Copy the horror film text below in full, word for word.
DOCUMENT TEXT Block Start
And as ever there are several very scary films that we just didn’t feel were quite on the money as horror films — “Les Diaboliques,” “Come and See!” “The Vanishing,” Japanese mindfuck “Tetsuo: The Iron Man,” gross-out classic “Salo” and “Oldboy” among them (indeed all the Korean revenge movie subgenre, like Kim Jee-woon’s “I Saw the Devil” felt nearly-but-not-quite, especially when those directors have more straight-up horror films on their tickets too). And many of the directors listed above have a further title or two that could also have come under discussion. So yes, it’s a very selective scraping of a pretty enormous category, and though we hope you enjoyed it, we’re sure you have titles to add, so feel free to call them out in the comments below.
Great list. One question, tho. Isn’t Repulsion in english?
The Japanese rule all horror. Although I do find PULSE a little too high – I don’t think it’s the best of the bunch. I would even argue DARK WATER is better than it. That being said – awesome :).
DOCUMENT TEXT Block End
AVAILABLE DATA Block Start
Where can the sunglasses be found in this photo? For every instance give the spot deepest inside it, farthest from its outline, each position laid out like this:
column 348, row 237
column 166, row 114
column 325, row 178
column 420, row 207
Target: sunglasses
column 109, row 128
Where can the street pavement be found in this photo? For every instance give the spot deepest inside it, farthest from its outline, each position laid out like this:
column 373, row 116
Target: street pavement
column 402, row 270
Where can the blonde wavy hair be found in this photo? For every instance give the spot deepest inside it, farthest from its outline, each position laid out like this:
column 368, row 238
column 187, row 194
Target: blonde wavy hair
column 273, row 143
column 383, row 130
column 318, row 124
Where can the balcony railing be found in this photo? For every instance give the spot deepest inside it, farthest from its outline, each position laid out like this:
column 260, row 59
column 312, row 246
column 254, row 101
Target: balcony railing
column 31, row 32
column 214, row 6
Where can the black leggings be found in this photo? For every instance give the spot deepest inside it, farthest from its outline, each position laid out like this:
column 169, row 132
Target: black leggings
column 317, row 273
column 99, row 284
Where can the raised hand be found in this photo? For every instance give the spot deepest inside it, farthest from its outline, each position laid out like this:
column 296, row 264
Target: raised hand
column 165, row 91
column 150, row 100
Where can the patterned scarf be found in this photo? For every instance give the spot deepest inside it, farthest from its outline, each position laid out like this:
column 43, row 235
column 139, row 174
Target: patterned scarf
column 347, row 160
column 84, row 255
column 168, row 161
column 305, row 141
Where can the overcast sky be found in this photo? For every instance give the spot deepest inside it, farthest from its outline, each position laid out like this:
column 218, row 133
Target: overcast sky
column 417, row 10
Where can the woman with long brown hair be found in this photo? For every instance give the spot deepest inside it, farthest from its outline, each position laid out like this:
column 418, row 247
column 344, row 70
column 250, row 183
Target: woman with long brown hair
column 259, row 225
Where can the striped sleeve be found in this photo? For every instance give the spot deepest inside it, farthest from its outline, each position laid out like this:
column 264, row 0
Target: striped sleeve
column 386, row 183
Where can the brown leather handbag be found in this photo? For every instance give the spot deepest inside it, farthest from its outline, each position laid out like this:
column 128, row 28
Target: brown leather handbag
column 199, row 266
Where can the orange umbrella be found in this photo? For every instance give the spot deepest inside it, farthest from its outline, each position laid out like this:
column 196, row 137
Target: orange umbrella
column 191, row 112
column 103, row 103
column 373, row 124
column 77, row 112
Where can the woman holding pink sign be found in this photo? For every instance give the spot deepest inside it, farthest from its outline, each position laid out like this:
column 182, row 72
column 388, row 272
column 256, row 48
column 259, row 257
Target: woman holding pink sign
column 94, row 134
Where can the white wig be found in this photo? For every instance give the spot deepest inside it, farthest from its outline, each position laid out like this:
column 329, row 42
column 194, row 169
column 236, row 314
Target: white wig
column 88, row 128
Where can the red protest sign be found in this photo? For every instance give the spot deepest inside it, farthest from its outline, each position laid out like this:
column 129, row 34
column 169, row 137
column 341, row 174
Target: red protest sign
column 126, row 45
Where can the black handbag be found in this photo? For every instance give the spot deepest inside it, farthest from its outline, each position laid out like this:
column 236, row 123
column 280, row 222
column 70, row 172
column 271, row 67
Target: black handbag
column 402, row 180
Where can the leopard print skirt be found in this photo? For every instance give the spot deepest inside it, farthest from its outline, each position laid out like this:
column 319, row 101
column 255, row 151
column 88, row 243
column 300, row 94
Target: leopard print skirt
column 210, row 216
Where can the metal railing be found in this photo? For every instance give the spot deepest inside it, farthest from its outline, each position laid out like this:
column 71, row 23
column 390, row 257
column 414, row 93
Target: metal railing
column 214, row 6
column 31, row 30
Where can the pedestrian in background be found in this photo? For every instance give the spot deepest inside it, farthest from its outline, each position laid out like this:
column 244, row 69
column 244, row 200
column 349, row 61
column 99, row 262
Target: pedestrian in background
AVAILABLE DATA Block End
ANSWER TO THIS PROBLEM
And as ever there are several very scary films that we just didn’t feel were quite on the money as horror films — “Les Diaboliques,” “Come and See!” “The Vanishing,” Japanese mindfuck “Tetsuo: The Iron Man,” gross-out classic “Salo” and “Oldboy” among them (indeed all the Korean revenge movie subgenre, like Kim Jee-woon’s “I Saw the Devil” felt nearly-but-not-quite, especially when those directors have more straight-up horror films on their tickets too). And many of the directors listed above have a further title or two that could also have come under discussion. So yes, it’s a very selective scraping of a pretty enormous category, and though we hope you enjoyed it, we’re sure you have titles to add, so feel free to call them out in the comments below.
Great list. One question, tho. Isn’t Repulsion in english?
The Japanese rule all horror. Although I do find PULSE a little too high – I don’t think it’s the best of the bunch. I would even argue DARK WATER is better than it. That being said – awesome :).